Leestekst:
-.-.-
De slotsom is dat het niet aan de voorzieningenrechter in kort geding is de Staat te dwingen tot het nemen van meer of andere maatregelen dan die reeds door de Staat zijn genomen. De beleidsvrijheid van de Staat staat daaraan in de weg. Wel kan van de Staat worden gevergd alert te blijven en zijn beleid te blijven evalueren en te optimaliseren in het licht van de ontwikkelingen in het conflict. Daarbij kan nog worden opgemerkt dat die evaluatie waarschijnlijk binnen niet al te lange tijd zal plaatsvinden, zoals in de brief van oktober jl. door de minister is meegedeeld.
Vervolging ?
4.36.
Zoals hiervoor bij de bespreking van het militaire deel van de vordering al is overwogen, is er geen aanleiding de Staat in dit kort geding te verplichten over te gaan tot onderzoek en tot vervolging en bestraffing van personen/bedrijven die handel drijven met of investeren in bezet gebied. Daargelaten dat spoedeisend belang bij die vordering ontbreekt betreft het hier immers taken die behoren tot het domein van het Openbaar Ministerie. Daarin heeft de voorzieningenrechter geen rol.
Internationale druk?
4.37.
Al-Haq c.s. heeft tot slot ook in het kader van het handelsonderdeel van haar vordering gevorderd, dat de Staat moet worden geboden zich in te spannen om andere landen te bewegen hetzelfde te doen als waartoe hij zal worden veroordeeld. Nu de vorderingen van Al-Haq c.s. niet slagen zal ook deze vordering worden afgewezen. Daarbij wordt nog aangetekend dat de Staat gemotiveerd naar voren heeft gebracht dat hij bij voortduring in internationaal verband aandacht blijft vragen voor het conflict en de daaraan verbonden gevolgen voor de burgerbevolking in de bezette gebieden. In dat kader is relevant dat ook in de brief van de minister aan de Tweede Kamer staat vermeld dat zal worden bezien of gezamenlijk in EU-verband kan worden opgetreden. Voor zover het parlement mocht menen dat de regering daarbij niet voldoende actief is, is het aan de volksvertegenwoordigers om aan de bel te trekken. Het is immers primair aan het parlement het kabinetsbeleid te controleren.
-.-.-
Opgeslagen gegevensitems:
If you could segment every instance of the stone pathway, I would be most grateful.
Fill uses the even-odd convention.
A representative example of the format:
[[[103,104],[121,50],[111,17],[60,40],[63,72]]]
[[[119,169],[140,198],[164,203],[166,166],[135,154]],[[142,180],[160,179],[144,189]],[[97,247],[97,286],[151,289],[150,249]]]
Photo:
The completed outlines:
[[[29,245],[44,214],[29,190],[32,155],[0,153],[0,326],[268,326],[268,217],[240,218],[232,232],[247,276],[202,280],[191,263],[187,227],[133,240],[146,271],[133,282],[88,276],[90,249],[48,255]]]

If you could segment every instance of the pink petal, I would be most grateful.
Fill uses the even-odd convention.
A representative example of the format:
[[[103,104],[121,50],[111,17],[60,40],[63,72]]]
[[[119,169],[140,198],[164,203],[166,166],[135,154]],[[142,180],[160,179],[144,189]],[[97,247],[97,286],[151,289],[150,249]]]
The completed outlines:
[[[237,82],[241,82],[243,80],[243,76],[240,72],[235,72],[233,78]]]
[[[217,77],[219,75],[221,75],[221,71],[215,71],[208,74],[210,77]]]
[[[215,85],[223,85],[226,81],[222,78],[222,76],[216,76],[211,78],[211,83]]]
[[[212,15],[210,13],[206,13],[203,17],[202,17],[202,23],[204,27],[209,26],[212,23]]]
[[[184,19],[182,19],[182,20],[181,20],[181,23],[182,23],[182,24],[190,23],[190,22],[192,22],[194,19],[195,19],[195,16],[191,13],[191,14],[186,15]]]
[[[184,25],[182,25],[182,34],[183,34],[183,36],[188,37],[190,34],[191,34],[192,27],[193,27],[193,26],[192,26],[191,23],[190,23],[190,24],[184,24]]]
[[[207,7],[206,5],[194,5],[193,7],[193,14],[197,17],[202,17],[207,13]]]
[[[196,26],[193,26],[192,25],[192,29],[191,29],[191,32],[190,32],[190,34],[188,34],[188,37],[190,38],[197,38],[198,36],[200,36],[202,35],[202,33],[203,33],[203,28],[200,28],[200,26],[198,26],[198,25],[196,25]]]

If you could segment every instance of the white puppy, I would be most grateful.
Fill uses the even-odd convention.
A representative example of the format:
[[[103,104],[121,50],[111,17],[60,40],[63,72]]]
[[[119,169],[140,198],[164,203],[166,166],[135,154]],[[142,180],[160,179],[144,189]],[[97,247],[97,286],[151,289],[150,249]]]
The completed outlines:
-.-.-
Opdracht 1: Tot wiens domein behoren volgens de leestekst over het kort geding tegen de Staat het onderzoek naar en de vervolging van personen en bedrijven die handel drijven met of investeren in bezet gebied?
Opdracht 2: Schrijf het vervolg van de leestekst over het kort geding tegen de Staat, aansluitend op de laatste zin.

Antwoord 1: Tot het domein van het Openbaar Ministerie.

Antwoord 2:
Slotsom
4.38.
De slotsom van het voorgaande is dat eiseressen sub 2 tot en met 6 in hun vorderingen niet-ontvankelijk worden verklaard en dat de vorderingen van de overige eiseressen worden afgewezen.
4.39.
Al-Haq c.s. is in het ongelijk gesteld en moet daarom de proceskosten (inclusief nakosten) betalen. De proceskosten van de Staat worden begroot op:
- griffierecht
688,--
- salaris advocaat
1.107,--
- nakosten
€ 178,--
Totaal
1.973,--

5.De beslissing

De voorzieningenrechter:
5.1.
verklaart eiseressen sub 2 tot en met 6 niet-ontvankelijk in hun vorderingen;
5.2.
wijst de vorderingen van de overige eiseressen af;
5.3.
veroordeelt Al-Haq c.s. in de proceskosten, die aan de zijde van de Staat zijn begroot op € 1.973,--, te betalen binnen veertien dagen na aanschrijving daartoe. Als Al-Haq c.s. niet tijdig aan de veroordeling voldoet en het vonnis daarna wordt betekend, dan moet Al-Haq c.s. € 92,-- extra betalen, plus de kosten van betekening.
Dit vonnis is gewezen door mr. S.J. Hoekstra-van Vliet en in het openbaar uitgesproken op 13 december 2024.